Written tasks:
(A) Answer these from the press freedom news digest:
(i) On what date did the IFJ launch its eighth China Press Freedom Report?
(ii) How many cases of jailed and detained journalists and media workers does that report document?
(iii) According to the headline list, which country denied a visa to a foreign journalist?
(B) Write a continuation of the press freedom news digest, picking up after its final sentence.

1. IFJ releases China’s Great Media Wall: The Fight For Freedom

2. Deadly start to 2016 – ten journalists killed in one month

3. IFJ launches 2015 Killed List

4. Court disruptions during proceedings on Sri Lanka journalist’s disappearance

5. Convictions in Bangladeshi bloggers’ murder

6. IPMI calls for action to protect freedom of expression in Indonesia

7. Human Rights lawyer handed suspended sentence in China

8. Bangladeshi journalist hacked to death

9. Journalists attacked in north-eastern China

10. Suspects in media workers murder arrested in Pakistan

11. ARY News offices attacked in Pakistan

12. Journalists attacked in Indonesia

13. French journalist harassed in China, press card denied

14. Indonesia denies visa to foreign journalist

1. IFJ releases China’s Great Media Wall: The Fight For Freedom

On January 30, the IFJ launched its eighth China Press Freedom Report, China’s Great Media Wall: The Fight For Freedom. The 2015 report is an annual analysis of press freedom and the ever increasing challenges, obstacles and challenges for journalists and media workers in China, Hong Kong, Taiwan and Macau.

“Propaganda, censorship, surveillance, intimidation, detention, brutality and attacks and televised ‘confessions’ have become go-to tools for the government as they tighten their grip on the media and the press in 2015,” the IFJ said.

China’s Great Media Wall: The Fight for Freedom documents the broader issues impacting the work of local journalists and media workers across Mainland China, Hong Kong and Macau, as well as foreign journalists and online media. For the first time, the report also includes an IFJ assessment on the number of jailed and detained journalist and media workers and documents 51 cases, some dating back to 2009.

Read more here, access the reports here and access the jailed list here.

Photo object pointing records
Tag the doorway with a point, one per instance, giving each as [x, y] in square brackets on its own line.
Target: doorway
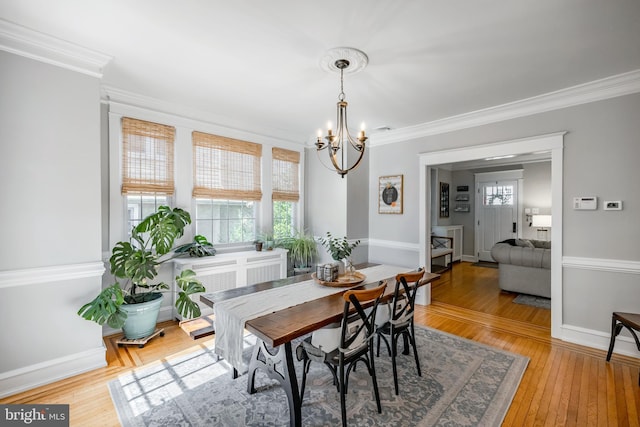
[496, 209]
[551, 142]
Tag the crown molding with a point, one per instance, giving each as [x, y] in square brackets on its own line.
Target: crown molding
[31, 44]
[609, 87]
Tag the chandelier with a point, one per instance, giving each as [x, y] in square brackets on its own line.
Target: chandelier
[340, 143]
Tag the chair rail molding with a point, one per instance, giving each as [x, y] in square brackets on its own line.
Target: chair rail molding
[393, 244]
[30, 276]
[600, 264]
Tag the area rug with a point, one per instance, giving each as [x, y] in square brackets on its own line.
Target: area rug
[462, 383]
[534, 301]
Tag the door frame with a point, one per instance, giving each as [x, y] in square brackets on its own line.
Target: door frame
[554, 143]
[509, 175]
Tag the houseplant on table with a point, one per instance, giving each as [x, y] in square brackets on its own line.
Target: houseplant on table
[133, 301]
[302, 250]
[340, 249]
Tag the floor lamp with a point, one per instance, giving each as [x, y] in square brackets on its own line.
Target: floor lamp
[543, 222]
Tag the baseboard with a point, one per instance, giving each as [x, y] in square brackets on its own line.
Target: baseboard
[29, 377]
[596, 339]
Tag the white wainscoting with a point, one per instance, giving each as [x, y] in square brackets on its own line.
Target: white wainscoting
[47, 371]
[595, 338]
[32, 376]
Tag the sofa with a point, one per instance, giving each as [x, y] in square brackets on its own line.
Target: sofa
[524, 266]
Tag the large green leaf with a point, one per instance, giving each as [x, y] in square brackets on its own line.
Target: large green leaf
[106, 308]
[121, 252]
[163, 235]
[141, 266]
[189, 285]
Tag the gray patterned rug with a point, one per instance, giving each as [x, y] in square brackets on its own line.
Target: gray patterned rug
[532, 300]
[463, 383]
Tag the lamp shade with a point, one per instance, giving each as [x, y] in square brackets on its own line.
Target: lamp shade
[541, 221]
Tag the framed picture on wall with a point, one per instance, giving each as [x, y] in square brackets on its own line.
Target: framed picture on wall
[390, 197]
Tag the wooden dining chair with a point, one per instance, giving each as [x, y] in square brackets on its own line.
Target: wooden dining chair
[631, 321]
[400, 323]
[355, 344]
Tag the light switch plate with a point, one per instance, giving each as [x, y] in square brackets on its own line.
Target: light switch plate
[585, 203]
[612, 205]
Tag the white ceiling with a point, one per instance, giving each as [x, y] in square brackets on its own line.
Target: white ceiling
[254, 64]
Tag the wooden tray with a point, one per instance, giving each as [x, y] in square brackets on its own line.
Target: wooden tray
[343, 281]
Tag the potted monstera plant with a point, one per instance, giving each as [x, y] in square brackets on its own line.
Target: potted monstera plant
[133, 301]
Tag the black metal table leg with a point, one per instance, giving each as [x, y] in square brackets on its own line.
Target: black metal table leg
[278, 366]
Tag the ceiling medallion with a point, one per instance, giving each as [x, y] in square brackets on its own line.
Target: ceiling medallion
[342, 60]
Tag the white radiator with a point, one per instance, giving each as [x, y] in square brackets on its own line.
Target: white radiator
[231, 270]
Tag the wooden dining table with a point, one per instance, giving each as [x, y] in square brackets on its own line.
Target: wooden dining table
[275, 332]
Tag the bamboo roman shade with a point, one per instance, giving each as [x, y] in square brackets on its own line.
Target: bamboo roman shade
[285, 175]
[225, 168]
[147, 157]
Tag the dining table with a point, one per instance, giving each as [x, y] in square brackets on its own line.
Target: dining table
[279, 312]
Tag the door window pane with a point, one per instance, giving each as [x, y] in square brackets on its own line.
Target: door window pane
[498, 195]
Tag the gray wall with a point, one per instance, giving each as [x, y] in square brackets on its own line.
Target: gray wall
[50, 191]
[600, 159]
[335, 204]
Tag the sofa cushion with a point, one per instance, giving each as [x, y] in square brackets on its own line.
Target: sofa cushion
[504, 253]
[524, 243]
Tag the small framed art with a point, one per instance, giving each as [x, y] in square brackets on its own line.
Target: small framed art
[390, 197]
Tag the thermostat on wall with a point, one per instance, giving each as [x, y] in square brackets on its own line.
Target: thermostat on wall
[585, 203]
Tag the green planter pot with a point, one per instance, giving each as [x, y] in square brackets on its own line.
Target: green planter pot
[141, 318]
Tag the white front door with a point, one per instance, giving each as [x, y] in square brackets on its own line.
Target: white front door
[497, 214]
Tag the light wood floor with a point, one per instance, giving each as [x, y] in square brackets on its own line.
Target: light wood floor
[564, 384]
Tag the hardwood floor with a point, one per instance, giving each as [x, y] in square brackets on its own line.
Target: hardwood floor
[564, 384]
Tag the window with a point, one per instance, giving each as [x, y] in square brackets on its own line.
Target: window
[286, 193]
[498, 195]
[226, 221]
[226, 187]
[147, 167]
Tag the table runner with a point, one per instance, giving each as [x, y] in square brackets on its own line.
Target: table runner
[232, 314]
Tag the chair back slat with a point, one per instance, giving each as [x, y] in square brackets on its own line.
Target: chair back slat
[358, 328]
[404, 296]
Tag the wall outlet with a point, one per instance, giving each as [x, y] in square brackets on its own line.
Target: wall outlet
[612, 205]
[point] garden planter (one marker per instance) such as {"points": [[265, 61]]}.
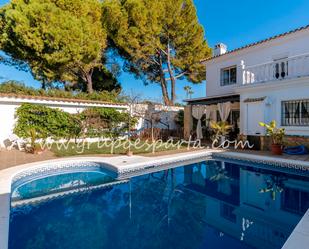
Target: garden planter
{"points": [[276, 149], [129, 153]]}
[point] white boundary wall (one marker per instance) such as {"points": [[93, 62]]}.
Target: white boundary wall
{"points": [[9, 104]]}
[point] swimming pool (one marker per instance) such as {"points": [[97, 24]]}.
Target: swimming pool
{"points": [[211, 204]]}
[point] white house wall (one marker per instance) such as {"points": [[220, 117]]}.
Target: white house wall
{"points": [[275, 94], [289, 45], [8, 106]]}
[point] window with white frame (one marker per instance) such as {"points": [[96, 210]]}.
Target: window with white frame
{"points": [[228, 76], [295, 113]]}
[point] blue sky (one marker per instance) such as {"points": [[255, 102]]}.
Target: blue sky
{"points": [[233, 22]]}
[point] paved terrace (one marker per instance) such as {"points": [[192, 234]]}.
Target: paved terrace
{"points": [[126, 167], [14, 157]]}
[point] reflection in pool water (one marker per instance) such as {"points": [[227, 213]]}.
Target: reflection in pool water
{"points": [[205, 205]]}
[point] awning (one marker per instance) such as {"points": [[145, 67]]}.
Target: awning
{"points": [[248, 100], [213, 100]]}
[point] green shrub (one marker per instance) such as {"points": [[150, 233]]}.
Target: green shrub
{"points": [[47, 122], [15, 87], [57, 124]]}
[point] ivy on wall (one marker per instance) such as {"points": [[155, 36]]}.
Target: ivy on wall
{"points": [[47, 122], [55, 123]]}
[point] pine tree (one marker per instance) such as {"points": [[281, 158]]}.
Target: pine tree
{"points": [[60, 40], [162, 41]]}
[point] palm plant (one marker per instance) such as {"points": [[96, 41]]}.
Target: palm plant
{"points": [[276, 134], [221, 128]]}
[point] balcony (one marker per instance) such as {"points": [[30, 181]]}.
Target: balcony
{"points": [[287, 68]]}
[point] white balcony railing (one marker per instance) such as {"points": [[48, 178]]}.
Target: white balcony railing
{"points": [[287, 68]]}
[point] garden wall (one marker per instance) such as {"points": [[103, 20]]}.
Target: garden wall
{"points": [[9, 103]]}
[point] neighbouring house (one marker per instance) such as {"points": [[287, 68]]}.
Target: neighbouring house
{"points": [[263, 81], [10, 102]]}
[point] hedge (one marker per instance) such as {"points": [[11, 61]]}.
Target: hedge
{"points": [[57, 124]]}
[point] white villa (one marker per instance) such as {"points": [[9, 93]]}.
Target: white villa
{"points": [[263, 81]]}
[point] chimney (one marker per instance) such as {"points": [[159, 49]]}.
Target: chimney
{"points": [[220, 49]]}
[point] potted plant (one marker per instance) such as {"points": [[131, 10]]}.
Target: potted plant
{"points": [[277, 136], [221, 129], [274, 185]]}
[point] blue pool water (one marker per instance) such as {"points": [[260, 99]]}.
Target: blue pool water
{"points": [[209, 205]]}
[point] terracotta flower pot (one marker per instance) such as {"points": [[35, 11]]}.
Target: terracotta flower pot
{"points": [[276, 149], [129, 153]]}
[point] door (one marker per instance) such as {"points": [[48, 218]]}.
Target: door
{"points": [[255, 114]]}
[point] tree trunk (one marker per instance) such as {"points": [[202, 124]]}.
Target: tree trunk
{"points": [[89, 83], [166, 98], [171, 73], [43, 84]]}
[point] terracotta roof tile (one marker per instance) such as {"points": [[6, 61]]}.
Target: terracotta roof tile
{"points": [[84, 101], [259, 42]]}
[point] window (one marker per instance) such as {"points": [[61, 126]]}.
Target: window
{"points": [[227, 212], [295, 113], [228, 76], [294, 200]]}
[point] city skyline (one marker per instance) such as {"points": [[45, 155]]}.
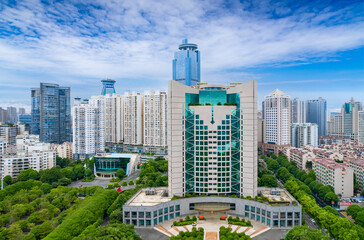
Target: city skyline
{"points": [[285, 46]]}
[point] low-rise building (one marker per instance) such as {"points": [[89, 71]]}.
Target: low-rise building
{"points": [[338, 175], [106, 165], [151, 207], [300, 156], [358, 166], [28, 153]]}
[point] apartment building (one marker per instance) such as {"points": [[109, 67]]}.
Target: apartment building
{"points": [[304, 134], [133, 118], [29, 153], [358, 166], [64, 150], [338, 175], [155, 119], [88, 128], [277, 122]]}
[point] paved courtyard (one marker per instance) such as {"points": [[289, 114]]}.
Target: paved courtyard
{"points": [[211, 227], [97, 182]]}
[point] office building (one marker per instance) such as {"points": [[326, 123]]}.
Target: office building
{"points": [[113, 118], [210, 150], [316, 112], [361, 127], [12, 115], [304, 134], [51, 113], [298, 111], [9, 133], [106, 165], [277, 122], [300, 156], [25, 118], [21, 111], [133, 118], [186, 64], [88, 128], [338, 175], [108, 87], [29, 153], [3, 115], [64, 150], [155, 118], [350, 119]]}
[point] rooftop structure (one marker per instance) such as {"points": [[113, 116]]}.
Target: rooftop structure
{"points": [[108, 87]]}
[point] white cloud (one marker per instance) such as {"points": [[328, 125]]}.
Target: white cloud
{"points": [[75, 41]]}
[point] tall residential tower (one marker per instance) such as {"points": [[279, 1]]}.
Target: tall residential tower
{"points": [[316, 112], [51, 113], [212, 139]]}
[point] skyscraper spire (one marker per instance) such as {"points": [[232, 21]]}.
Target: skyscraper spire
{"points": [[186, 64]]}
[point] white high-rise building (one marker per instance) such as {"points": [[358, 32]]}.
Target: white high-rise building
{"points": [[155, 118], [113, 117], [29, 153], [88, 127], [298, 111], [304, 134], [277, 118], [361, 127], [212, 139], [133, 118]]}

Responses in order:
(A)
(i) January 30
(ii) 51
(iii) Indonesia

(B)
The IFJ has also released a digital security resource to support journalists in China. The resource is currently available online in English, with a Chinese version to be released later this week.

2. Deadly start to 2016 – ten journalists killed in one month

January has seen a deadly start to 2016 for the Asia Pacific’s media community, with 10 journalists killed.  In Pakistan, two journalists were killed in the tribal province of Khyber-Pakhtunhkwa in Pakistan’s north-west. On January 19, Mehboob Shah Afridi from Aaj TV was killed in at suicide bomb attack at the Jamrud Check Point just outside Peshawar. The attack also resulted in deaths of at least a dozen others at the scene. Meanwhile on January 16, journalist Muhammad Umar was shot dead by unidentified assailants, near Niazi Chowk, Dera Ismail Khan, a city also in Khyber-Pakhtunkhwa province.

PFUJ monitoring documents at least 29 killings in the region since 2003.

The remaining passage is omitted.